Task objective: Retype the part of the records that opens with the line containing "Expected: one point per instance of the roadside" and runs through the end of the records. Leave the pictures out of your answer.

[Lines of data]
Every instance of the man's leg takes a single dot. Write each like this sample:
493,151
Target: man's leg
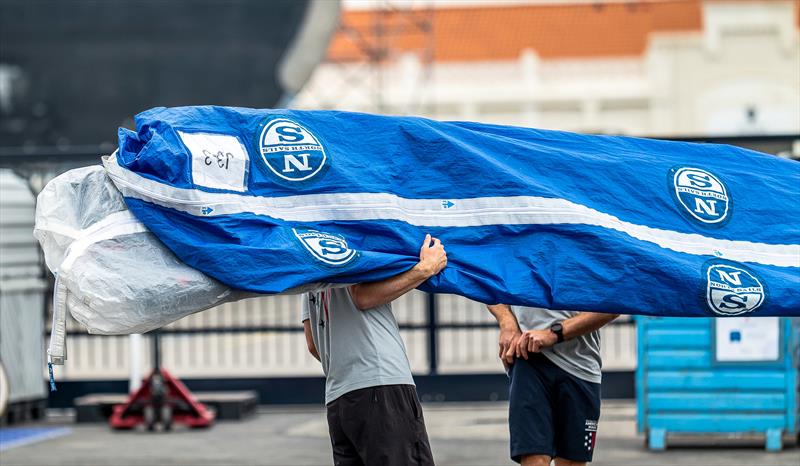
536,460
393,430
344,452
530,411
563,462
577,413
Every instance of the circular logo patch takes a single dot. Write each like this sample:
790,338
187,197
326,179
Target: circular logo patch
328,248
701,195
290,151
732,290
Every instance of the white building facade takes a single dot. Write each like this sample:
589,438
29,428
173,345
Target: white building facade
739,74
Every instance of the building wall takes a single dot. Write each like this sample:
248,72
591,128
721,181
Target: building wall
739,75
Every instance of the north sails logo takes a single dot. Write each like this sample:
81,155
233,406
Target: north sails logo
590,434
701,195
290,151
732,290
327,248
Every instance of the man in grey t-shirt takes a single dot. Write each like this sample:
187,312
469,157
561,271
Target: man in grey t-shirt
553,359
374,414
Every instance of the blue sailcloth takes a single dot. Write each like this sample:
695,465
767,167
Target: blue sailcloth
267,200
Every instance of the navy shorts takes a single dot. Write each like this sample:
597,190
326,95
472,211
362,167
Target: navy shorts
551,412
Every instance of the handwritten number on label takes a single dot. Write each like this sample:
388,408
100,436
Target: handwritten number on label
222,158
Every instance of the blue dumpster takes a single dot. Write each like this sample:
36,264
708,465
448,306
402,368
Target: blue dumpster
732,376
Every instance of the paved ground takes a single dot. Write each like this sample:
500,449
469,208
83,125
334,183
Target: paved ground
461,434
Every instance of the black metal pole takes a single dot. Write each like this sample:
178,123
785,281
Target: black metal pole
432,335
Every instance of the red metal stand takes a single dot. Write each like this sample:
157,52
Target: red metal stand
162,399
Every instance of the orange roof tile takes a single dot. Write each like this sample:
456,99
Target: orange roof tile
502,32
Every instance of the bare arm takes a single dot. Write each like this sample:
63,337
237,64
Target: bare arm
533,341
509,331
310,339
432,259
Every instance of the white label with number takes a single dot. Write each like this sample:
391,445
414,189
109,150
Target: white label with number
219,161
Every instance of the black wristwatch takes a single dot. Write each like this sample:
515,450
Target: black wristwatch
558,329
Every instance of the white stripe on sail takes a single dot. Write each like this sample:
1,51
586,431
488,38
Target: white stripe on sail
511,210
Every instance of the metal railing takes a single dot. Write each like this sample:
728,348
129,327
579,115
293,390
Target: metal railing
262,337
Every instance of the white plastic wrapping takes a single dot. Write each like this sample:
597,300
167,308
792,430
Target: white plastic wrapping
113,276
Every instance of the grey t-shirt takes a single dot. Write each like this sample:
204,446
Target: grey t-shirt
579,356
358,349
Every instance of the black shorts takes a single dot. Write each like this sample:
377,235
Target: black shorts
551,412
380,425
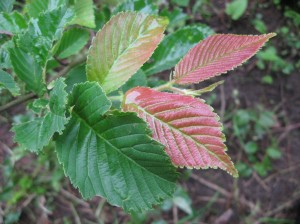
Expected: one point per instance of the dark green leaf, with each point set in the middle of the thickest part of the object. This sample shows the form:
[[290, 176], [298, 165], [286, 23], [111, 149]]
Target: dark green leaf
[[6, 5], [143, 6], [71, 42], [36, 7], [84, 13], [74, 76], [27, 69], [173, 48], [113, 156], [13, 22], [236, 8], [7, 81], [36, 134]]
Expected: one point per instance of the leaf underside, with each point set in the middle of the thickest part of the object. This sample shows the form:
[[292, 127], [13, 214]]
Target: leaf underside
[[123, 45], [113, 156], [216, 55], [187, 127]]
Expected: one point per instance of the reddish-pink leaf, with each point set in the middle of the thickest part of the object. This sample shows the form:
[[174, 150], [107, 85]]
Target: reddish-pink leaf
[[216, 55], [187, 127]]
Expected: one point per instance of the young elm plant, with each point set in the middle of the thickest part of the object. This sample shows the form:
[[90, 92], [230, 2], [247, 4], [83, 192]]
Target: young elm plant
[[128, 156]]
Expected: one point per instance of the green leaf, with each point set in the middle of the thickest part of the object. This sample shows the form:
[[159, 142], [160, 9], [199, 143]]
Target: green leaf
[[84, 13], [6, 5], [13, 22], [43, 31], [176, 17], [7, 81], [173, 48], [113, 156], [123, 45], [27, 69], [251, 148], [142, 6], [274, 152], [74, 76], [71, 42], [36, 134], [36, 7], [236, 8], [183, 3], [138, 79]]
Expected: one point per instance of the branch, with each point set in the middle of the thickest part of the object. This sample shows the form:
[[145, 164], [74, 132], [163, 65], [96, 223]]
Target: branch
[[18, 100]]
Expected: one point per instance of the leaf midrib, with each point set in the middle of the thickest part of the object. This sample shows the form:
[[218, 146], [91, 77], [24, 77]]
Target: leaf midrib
[[214, 60], [116, 149], [173, 128]]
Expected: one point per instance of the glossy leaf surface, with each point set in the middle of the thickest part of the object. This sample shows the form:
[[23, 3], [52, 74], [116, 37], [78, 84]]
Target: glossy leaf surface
[[13, 22], [123, 45], [113, 156], [35, 134], [188, 128], [71, 42], [7, 81], [216, 55], [173, 48], [6, 5]]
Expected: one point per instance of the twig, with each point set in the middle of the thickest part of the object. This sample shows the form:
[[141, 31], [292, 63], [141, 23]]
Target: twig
[[18, 100]]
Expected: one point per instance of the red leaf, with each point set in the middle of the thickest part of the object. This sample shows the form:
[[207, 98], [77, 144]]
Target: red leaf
[[187, 127], [216, 55]]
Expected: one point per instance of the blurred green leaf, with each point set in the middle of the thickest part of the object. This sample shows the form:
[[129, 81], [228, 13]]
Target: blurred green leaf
[[6, 5], [274, 152], [243, 169], [183, 3], [176, 17], [259, 25], [236, 8], [251, 148], [84, 13], [7, 81], [143, 6], [173, 48], [72, 41], [36, 7]]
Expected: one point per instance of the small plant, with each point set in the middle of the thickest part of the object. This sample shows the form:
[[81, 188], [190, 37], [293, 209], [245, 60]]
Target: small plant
[[127, 155]]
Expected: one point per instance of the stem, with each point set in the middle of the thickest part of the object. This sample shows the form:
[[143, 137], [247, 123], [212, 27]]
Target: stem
[[18, 100], [28, 96]]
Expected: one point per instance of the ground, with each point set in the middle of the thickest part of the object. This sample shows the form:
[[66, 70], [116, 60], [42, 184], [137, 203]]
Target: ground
[[217, 197]]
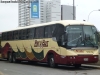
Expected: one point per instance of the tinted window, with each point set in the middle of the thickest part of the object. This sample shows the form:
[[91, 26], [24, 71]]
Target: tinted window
[[40, 32], [49, 31], [4, 36], [30, 33]]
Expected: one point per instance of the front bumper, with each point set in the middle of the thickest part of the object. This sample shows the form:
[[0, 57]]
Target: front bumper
[[82, 59]]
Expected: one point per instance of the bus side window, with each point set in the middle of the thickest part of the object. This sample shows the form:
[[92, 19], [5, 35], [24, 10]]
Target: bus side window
[[16, 35], [20, 34], [40, 32], [30, 33], [24, 34], [51, 30], [46, 32], [4, 36], [11, 35]]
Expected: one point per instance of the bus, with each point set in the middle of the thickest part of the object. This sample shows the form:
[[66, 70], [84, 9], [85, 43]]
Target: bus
[[66, 42]]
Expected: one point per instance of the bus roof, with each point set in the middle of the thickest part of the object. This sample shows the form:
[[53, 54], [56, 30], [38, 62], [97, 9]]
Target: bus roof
[[63, 22]]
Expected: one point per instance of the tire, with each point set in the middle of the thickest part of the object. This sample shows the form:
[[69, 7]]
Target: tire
[[51, 61], [77, 65], [10, 57], [14, 59]]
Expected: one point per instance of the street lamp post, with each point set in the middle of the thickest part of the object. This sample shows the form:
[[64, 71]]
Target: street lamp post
[[73, 10], [91, 12]]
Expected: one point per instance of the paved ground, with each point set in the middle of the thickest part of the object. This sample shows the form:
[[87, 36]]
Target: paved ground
[[24, 68]]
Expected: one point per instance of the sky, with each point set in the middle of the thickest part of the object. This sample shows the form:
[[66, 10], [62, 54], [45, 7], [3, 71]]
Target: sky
[[9, 13]]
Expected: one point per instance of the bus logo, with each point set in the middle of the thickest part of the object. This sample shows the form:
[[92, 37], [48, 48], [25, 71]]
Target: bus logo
[[41, 43]]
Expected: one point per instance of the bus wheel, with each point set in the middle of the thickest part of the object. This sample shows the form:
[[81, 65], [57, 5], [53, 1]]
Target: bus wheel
[[14, 59], [77, 65], [10, 57], [51, 61]]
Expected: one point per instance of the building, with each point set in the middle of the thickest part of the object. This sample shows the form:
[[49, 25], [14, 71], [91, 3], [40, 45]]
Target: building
[[45, 12], [41, 11], [32, 13], [67, 12], [53, 10]]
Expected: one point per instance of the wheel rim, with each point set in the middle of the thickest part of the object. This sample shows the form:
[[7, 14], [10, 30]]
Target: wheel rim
[[13, 59], [9, 57], [51, 62]]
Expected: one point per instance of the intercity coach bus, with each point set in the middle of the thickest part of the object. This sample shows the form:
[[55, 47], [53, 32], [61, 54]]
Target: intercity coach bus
[[67, 42]]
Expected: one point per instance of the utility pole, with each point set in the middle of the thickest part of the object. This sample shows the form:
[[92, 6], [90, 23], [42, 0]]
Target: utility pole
[[73, 11]]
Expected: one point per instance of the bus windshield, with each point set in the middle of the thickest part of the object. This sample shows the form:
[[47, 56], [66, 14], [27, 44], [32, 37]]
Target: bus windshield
[[81, 36]]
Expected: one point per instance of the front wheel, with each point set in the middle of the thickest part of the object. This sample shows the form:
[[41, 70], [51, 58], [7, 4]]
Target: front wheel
[[77, 65], [51, 61], [14, 59], [10, 59]]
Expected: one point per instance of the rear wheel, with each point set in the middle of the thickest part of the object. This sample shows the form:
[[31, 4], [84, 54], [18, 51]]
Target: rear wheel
[[77, 65], [10, 59], [14, 59], [51, 61]]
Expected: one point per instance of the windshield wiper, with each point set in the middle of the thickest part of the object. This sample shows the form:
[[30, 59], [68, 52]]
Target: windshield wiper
[[91, 43], [78, 40]]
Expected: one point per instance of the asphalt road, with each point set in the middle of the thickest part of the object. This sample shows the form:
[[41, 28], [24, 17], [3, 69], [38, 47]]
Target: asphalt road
[[25, 68]]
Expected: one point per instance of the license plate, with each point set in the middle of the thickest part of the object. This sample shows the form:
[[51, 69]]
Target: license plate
[[85, 59]]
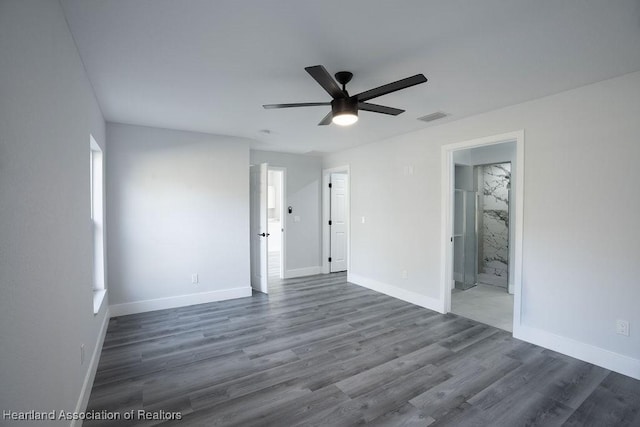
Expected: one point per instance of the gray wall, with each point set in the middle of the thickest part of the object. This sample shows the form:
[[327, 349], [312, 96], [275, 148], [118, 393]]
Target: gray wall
[[580, 243], [177, 204], [47, 111], [303, 188]]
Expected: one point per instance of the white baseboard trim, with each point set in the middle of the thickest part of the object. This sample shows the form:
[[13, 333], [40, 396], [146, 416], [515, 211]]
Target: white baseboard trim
[[396, 292], [178, 301], [87, 384], [301, 272], [598, 356]]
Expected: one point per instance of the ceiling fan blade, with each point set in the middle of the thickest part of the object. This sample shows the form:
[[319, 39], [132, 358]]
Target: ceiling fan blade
[[327, 119], [392, 87], [324, 79], [300, 104], [375, 108]]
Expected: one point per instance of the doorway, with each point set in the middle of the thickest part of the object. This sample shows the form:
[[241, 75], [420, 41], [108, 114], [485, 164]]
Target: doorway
[[336, 222], [275, 223], [482, 214], [267, 242]]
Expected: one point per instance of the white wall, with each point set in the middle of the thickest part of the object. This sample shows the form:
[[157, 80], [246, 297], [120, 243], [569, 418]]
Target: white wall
[[303, 192], [581, 202], [47, 111], [177, 204]]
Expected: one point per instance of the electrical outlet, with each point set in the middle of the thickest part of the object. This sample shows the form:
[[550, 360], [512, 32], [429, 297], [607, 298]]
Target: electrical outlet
[[622, 327]]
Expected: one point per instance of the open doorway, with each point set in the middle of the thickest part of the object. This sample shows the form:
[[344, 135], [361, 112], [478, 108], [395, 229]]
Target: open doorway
[[275, 222], [482, 185], [336, 220]]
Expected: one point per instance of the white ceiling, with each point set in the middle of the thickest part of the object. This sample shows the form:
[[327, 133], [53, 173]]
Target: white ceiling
[[209, 65]]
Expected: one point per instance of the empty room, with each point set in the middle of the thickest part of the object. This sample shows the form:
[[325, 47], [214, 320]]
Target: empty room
[[245, 213]]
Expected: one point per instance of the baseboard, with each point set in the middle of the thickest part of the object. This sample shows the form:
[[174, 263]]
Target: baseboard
[[301, 272], [178, 301], [85, 392], [598, 356], [396, 292]]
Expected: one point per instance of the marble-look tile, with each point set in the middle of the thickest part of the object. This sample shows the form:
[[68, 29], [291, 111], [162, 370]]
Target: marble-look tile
[[495, 222]]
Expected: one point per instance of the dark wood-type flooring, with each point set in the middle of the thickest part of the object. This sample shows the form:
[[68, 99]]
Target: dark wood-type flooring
[[321, 351]]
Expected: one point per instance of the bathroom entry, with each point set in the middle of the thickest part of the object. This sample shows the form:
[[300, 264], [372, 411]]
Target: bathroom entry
[[494, 185], [481, 225], [275, 223]]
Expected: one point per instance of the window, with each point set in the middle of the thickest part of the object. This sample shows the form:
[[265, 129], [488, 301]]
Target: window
[[97, 222]]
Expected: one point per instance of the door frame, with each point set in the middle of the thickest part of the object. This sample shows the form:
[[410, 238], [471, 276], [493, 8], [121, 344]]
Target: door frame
[[261, 285], [326, 214], [447, 193], [283, 204]]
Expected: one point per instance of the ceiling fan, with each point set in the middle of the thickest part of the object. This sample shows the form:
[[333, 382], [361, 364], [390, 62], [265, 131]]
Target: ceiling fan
[[344, 107]]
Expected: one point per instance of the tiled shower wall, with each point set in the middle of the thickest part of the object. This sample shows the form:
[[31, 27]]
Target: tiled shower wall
[[493, 209]]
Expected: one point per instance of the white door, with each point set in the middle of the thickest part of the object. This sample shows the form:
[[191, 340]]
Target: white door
[[258, 227], [338, 222]]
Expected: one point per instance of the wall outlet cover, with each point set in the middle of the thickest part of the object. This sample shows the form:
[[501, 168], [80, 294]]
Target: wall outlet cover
[[622, 327]]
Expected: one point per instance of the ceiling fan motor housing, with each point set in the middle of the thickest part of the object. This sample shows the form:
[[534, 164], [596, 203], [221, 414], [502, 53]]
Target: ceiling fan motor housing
[[340, 106]]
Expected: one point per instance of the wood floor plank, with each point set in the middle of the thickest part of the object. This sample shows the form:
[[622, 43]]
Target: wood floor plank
[[321, 351]]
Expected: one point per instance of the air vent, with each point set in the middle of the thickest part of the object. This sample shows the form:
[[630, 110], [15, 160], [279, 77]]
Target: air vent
[[433, 116]]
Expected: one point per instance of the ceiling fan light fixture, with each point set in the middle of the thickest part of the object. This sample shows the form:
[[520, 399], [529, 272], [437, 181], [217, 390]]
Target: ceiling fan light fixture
[[344, 111]]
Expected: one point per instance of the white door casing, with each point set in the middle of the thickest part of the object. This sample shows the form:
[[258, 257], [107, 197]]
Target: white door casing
[[338, 222], [258, 227]]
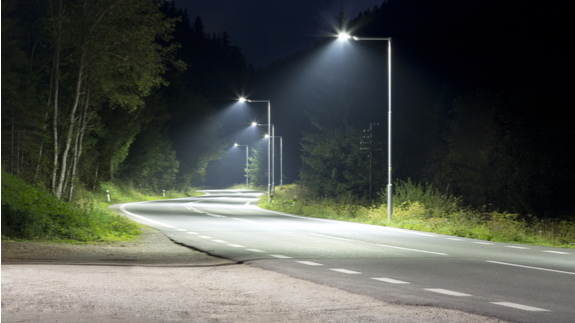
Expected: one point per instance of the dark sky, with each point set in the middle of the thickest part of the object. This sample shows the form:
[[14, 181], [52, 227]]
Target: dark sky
[[268, 30]]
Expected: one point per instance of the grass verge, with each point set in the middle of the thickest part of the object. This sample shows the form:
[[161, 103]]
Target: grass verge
[[30, 213], [423, 208]]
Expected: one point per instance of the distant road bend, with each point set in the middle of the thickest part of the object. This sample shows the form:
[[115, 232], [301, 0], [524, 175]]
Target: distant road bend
[[509, 281]]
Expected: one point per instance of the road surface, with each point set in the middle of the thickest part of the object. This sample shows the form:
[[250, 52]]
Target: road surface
[[508, 281]]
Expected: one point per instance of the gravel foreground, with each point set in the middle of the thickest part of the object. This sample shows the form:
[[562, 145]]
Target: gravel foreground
[[156, 280]]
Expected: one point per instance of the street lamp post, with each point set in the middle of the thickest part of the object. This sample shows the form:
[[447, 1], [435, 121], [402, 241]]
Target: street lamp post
[[247, 164], [346, 36], [269, 156]]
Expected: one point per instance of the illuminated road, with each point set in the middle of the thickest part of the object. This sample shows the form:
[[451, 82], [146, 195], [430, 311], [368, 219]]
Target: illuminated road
[[511, 282]]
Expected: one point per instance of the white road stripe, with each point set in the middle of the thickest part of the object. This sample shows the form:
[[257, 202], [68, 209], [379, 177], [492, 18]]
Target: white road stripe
[[529, 267], [280, 256], [446, 292], [521, 307], [436, 253], [557, 252], [323, 235], [309, 263], [391, 281], [141, 217], [345, 271]]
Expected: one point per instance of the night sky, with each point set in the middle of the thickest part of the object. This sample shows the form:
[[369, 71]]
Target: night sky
[[268, 30]]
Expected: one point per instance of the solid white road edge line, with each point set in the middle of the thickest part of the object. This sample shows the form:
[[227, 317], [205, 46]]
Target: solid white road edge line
[[391, 281], [521, 307], [144, 218], [529, 267], [432, 252]]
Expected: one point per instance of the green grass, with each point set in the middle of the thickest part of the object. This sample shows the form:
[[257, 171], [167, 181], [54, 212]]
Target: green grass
[[30, 213], [423, 208]]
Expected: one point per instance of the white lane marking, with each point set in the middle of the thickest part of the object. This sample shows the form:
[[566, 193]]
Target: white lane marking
[[446, 292], [391, 281], [144, 218], [309, 263], [280, 256], [557, 252], [432, 252], [529, 267], [345, 271], [269, 225], [520, 306], [323, 235]]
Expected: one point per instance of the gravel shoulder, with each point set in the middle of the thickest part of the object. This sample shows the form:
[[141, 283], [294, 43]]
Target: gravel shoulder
[[156, 280]]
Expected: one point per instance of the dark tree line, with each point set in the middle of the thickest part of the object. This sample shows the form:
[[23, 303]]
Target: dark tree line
[[99, 89], [480, 108]]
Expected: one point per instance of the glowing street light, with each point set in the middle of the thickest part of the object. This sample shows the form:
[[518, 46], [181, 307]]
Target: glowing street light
[[242, 99], [247, 163], [346, 36]]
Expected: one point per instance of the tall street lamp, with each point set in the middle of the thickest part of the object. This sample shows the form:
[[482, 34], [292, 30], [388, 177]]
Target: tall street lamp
[[247, 163], [346, 36], [269, 156], [281, 157], [273, 151]]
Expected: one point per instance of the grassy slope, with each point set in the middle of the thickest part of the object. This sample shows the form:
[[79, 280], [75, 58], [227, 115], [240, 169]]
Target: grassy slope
[[430, 213]]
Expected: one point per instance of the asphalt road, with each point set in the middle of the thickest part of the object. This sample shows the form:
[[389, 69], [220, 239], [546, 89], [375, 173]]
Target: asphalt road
[[508, 281]]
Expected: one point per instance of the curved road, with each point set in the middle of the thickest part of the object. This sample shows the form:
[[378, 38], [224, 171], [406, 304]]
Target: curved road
[[509, 281]]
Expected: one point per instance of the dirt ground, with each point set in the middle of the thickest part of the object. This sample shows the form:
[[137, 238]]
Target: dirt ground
[[156, 280]]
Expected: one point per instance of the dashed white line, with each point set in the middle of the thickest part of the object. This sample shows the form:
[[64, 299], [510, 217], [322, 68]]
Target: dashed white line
[[446, 292], [557, 252], [323, 235], [280, 256], [432, 252], [521, 307], [391, 281], [345, 271], [529, 267], [309, 263]]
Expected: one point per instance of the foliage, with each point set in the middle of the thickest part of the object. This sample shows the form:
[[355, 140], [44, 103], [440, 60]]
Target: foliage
[[427, 210], [31, 213]]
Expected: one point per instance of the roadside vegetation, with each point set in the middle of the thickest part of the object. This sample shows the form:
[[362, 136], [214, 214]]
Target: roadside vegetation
[[30, 213], [424, 208]]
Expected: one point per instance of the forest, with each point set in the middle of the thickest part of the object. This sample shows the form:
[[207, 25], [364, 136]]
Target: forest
[[99, 90]]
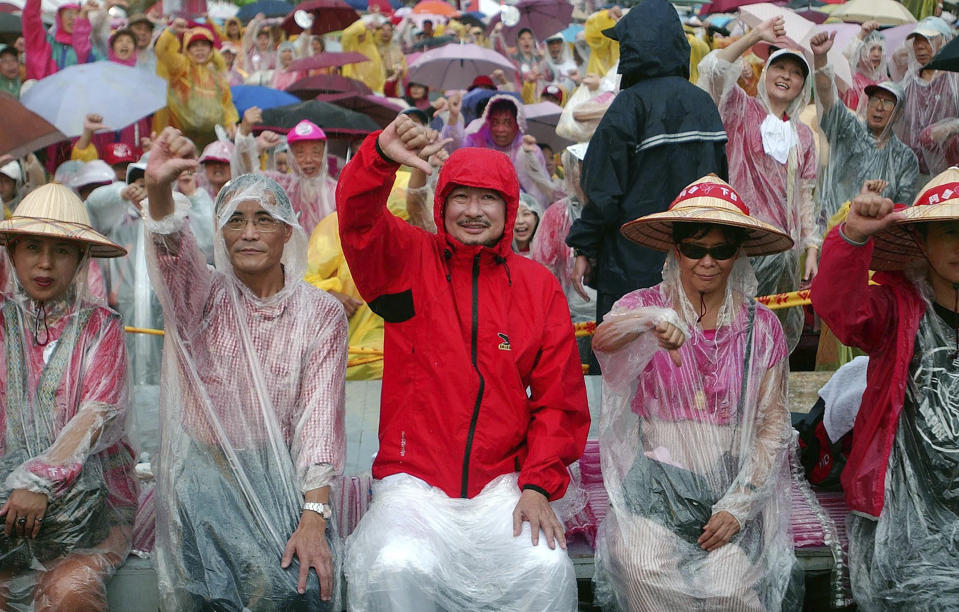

The answer:
Expected: one point per instance of the roadside vegetation, with each point set in the middle of the thickest part of the object. This sample shows the form:
[[362, 136], [214, 214]]
Target: roadside vegetation
[[30, 213], [424, 208]]
Expected: one point per instance of the forest, with each point set in the middle of the thickest part of the object. This sample shows the form:
[[207, 25], [364, 136]]
Target: forest
[[99, 90]]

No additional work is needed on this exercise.